● PROBLEM REQUIREMENTS:
Rewrite each of the items below, replacing "comma-separated" with "comma-delimited" wherever it appears and leaving everything else unchanged.

● AVAILABLE RECORDS:

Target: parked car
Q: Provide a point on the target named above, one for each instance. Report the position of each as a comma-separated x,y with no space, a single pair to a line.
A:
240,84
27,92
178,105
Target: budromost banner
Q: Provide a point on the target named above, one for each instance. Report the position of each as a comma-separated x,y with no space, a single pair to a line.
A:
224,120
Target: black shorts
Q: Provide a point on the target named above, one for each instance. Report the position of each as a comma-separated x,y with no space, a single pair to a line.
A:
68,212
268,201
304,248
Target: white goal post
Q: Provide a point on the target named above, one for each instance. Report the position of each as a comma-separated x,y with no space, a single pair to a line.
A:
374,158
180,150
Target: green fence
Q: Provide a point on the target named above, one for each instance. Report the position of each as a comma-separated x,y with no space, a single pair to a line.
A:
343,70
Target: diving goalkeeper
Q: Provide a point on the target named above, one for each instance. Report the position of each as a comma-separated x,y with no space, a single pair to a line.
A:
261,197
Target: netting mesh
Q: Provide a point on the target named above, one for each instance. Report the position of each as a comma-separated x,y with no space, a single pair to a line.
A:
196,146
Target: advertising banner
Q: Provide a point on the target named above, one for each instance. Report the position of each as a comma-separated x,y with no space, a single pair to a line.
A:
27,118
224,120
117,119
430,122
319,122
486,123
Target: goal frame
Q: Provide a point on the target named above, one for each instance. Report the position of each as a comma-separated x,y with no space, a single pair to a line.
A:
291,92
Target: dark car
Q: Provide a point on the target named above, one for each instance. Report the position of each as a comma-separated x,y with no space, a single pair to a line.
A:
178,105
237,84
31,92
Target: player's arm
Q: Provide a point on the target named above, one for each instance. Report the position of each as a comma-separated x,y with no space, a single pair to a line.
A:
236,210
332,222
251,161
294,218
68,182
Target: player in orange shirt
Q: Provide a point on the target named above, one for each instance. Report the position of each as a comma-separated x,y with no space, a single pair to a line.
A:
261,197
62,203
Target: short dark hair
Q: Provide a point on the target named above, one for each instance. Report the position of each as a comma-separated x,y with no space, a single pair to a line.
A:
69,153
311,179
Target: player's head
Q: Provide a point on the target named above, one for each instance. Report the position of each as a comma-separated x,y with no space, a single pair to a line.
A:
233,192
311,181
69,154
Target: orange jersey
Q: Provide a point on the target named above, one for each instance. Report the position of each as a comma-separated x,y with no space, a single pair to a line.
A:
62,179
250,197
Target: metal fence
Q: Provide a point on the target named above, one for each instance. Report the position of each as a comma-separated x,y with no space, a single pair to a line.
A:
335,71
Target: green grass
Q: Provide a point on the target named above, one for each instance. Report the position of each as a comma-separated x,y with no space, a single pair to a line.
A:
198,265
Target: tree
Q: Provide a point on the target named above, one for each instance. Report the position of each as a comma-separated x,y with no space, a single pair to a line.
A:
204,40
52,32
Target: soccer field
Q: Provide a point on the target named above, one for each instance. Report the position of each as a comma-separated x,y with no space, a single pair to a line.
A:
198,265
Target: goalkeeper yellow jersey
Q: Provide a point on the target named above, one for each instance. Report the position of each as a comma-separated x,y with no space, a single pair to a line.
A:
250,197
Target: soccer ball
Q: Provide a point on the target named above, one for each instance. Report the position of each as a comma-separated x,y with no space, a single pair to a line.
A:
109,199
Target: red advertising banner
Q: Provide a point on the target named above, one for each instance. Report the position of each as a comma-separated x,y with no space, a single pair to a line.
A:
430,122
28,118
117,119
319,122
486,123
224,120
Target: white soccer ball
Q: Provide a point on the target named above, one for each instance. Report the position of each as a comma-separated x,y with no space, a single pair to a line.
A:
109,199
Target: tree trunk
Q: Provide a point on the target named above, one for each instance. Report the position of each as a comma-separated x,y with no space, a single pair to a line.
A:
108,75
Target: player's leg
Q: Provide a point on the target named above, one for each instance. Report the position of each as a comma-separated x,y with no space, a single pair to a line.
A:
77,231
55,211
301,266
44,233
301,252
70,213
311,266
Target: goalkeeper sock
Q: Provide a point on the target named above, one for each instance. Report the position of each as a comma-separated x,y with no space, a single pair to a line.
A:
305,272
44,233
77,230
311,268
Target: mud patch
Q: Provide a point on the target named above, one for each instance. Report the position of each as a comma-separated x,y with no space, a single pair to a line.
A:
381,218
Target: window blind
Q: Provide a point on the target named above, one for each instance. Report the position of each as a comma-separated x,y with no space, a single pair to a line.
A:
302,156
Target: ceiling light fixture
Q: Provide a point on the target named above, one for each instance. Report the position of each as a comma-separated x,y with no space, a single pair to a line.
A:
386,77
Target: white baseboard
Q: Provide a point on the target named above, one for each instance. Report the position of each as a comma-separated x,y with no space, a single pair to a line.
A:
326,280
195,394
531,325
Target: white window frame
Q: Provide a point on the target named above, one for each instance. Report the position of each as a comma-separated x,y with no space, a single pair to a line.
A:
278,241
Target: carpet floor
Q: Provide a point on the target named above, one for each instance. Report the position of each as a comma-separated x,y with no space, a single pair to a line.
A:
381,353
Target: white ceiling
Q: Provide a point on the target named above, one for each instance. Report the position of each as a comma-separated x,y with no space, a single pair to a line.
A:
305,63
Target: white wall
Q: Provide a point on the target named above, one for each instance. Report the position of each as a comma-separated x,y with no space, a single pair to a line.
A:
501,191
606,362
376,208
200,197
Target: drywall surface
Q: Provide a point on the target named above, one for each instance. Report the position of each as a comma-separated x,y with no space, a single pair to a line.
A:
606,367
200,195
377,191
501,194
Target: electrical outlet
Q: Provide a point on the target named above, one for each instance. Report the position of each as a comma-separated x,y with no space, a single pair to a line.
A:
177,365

● OUTPUT OF THE TASK:
Target: parked car
Q: Provide a point on the target named above, one for each instance. Report the position of each as a comma-delimited x,y with no space, a single pair to a line.
A:
240,84
27,92
178,105
Target: budromost banner
Q: Provide a point on the target named above, one for each instance. Report the position of each as a comma-delimited x,y with no space, a single pair to a line.
A:
224,120
Target: black shorts
Q: Provide a point on the target named above, one for each instance. Report the position of each as a comma-delimited x,y with no space, a single pair to a line.
A:
68,212
268,201
304,248
Target: white goal post
Q: Provide a point on the target named above, one for each instance. Report the position of each as a comma-delimited x,y with no space, a single pair to a line.
A:
374,158
180,150
Target: green fence
Q: Provide a point on the target named above, one for each instance. Report the position of each as a comma-delimited x,y with no space, a single pair to a line.
A:
343,70
Target: diving goalkeeper
Q: Provide a point on the target named above, one for each instance. Report the position of each as a comma-delimited x,y with no space, a single pair to a line.
A:
261,197
Target: netting mesh
Q: Provide a point on the target named above, one for each instance. Report the position of each as a comma-delimited x,y with no space, a single pair to a line.
A:
196,146
Target: advertising banner
Q: Provide a point on the target named above, one for each instance. Report the position of each as a comma-delimited x,y with no space, a single pair to a line.
A:
27,118
224,120
117,119
430,122
319,122
486,123
Target: goal frame
Q: Provide a point on the target named above, one for each instance. Report the position of each as a comma-delimited x,y with no space, a single pair to a line.
A:
291,92
Target: dark car
Q: Provide a point on the target named above, one for each instance. Report the position of each as a comma-delimited x,y with no space, a single pair to a line.
A:
178,105
237,84
31,92
Target: player's arm
Q: Provide a point on the target named above, one for each instance. Report the position of each as a comma-delimited x,y with no space, a single pair to a line.
A:
236,210
332,222
251,161
294,218
68,182
Target: player in orange shirt
Q: Provide a point on the target named above, one for each instance. Report the position of each as a comma-delimited x,y with no space, a single pair to a line.
A:
261,197
62,203
Target: short dark hair
Q: Provide a point on the target named above, one for each instance. Report the position of each as a comma-delimited x,y with no space, a single pair to a line.
A:
69,153
311,179
Target: player's head
Q: Provide a point on the target named above, one for each instance. Report the position of each as a comma-delimited x,y with no space, a single pair to a line.
A:
233,192
311,181
69,154
Target: orange jersey
Q: Provide a point on the target named above, one for each instance. Report the position of each as a comma-delimited x,y with no space, a single pair to a line.
A:
62,179
250,197
Target: metal fence
Q: Provide a point on the target named above, one for each instance. Report the position of each as a comma-delimited x,y with no space, a single pair to a line.
A:
335,71
Target: green grass
Q: Provide a point on the target named above, one for each instance. Report the position of each as a comma-delimited x,y with no space, a single pair to a line.
A:
198,265
Target: tree
Q: Provide a point on the target named above, one for each instance. Report the position of each as a comma-delimited x,y with no space, a single pair to a line.
A:
204,40
52,32
Target: soccer field
Q: Provide a point on the target named above, one for each instance. Report the position of each as a comma-delimited x,y with no space, a single pair to a line.
A:
198,265
Target: goalkeeper yellow jersey
Q: Provide a point on the target named above, one for each instance. Report the position of each as a comma-delimited x,y with no space, a single pair to a line.
A:
250,197
Target: soccer ball
Q: Provide a point on the target named above, one for each instance. Report the position of each as a comma-delimited x,y with no space, a single pair to a line.
A:
109,199
Target: red advertising banner
Q: Provide a point on the target named above, one for each instance. Report the position of each as a comma-delimited x,y with no space, a single pair to a line.
A:
430,122
28,118
117,119
319,122
486,123
224,120
Target: white soccer ball
Q: Provide a point on the target named above, one for each instance. Report the position of each as a comma-delimited x,y with no space, a single pair to a line.
A:
109,199
Target: tree trunk
Q: Provide a point on the target named above, one for each instance. Report the position of each as a comma-delimited x,y with no space, a single pair to a line.
A:
108,75
Target: player's leg
Q: Provide a point on the target named above, one for each instance. Report the position of each as a comma-delimited x,y with no space, a single pair to a line.
A:
77,231
55,211
301,266
44,233
301,252
70,213
311,266
Target: goalkeeper sock
Q: Provide a point on the target named above, one for each instance. Report the position of each as a comma-delimited x,y with no space, a single pair to a line.
A:
305,272
44,233
77,230
311,268
Target: mud patch
Q: Provide a point on the target named above, one for each instance. Report the position of each as a comma-delimited x,y with no space, a single pair to a line.
A:
381,218
Target: window blind
Q: Provide a point on the target named above, one for each instance. Report the position of each as a comma-delimited x,y with no space, a single pair to a line.
A:
302,156
Target: ceiling light fixture
Q: Provide a point on the target named above, one for each instance. Report the position of each as a comma-delimited x,y with no space, a single pair to a line.
A:
386,77
Target: white baseboard
Q: Provide a point on the target named above, one for each instance. Report the position of each as a comma-delimited x,y with no space, a single pair to a line.
A:
326,280
195,394
531,325
Target: white window frame
Q: Provide a point on the target named above, one for each instance. Report the position of each as a comma-delimited x,y with no space, a single pair to a line.
A:
278,241
Target: carpet floor
Q: Provide a point on the target named above, one for each instance. Report the position of each as a comma-delimited x,y with no space, a single pair to a line.
A:
381,353
Target: white ceiling
Q: Provide a point on the target named above, one for each instance. Report the position of each as a comma-delimited x,y with no space, a single pair to a line.
A:
305,63
Target: white wall
Q: Provide a point on the target named above, one for each instance. Report the position of each as a comma-delimited x,y with no space, a single pair to a line.
A:
501,191
606,362
376,208
200,197
Target: drywall surface
Q: Provide a point on the target named above, one for each instance. Report the position of each as a comma-delimited x,y with no space, a single pair to a line.
A:
606,367
200,195
377,191
501,194
Target: electrical outlet
Q: Provide a point on the target named above, one for each instance. Report the position of each as a comma-delimited x,y with no space, a single pair to a line.
A:
177,365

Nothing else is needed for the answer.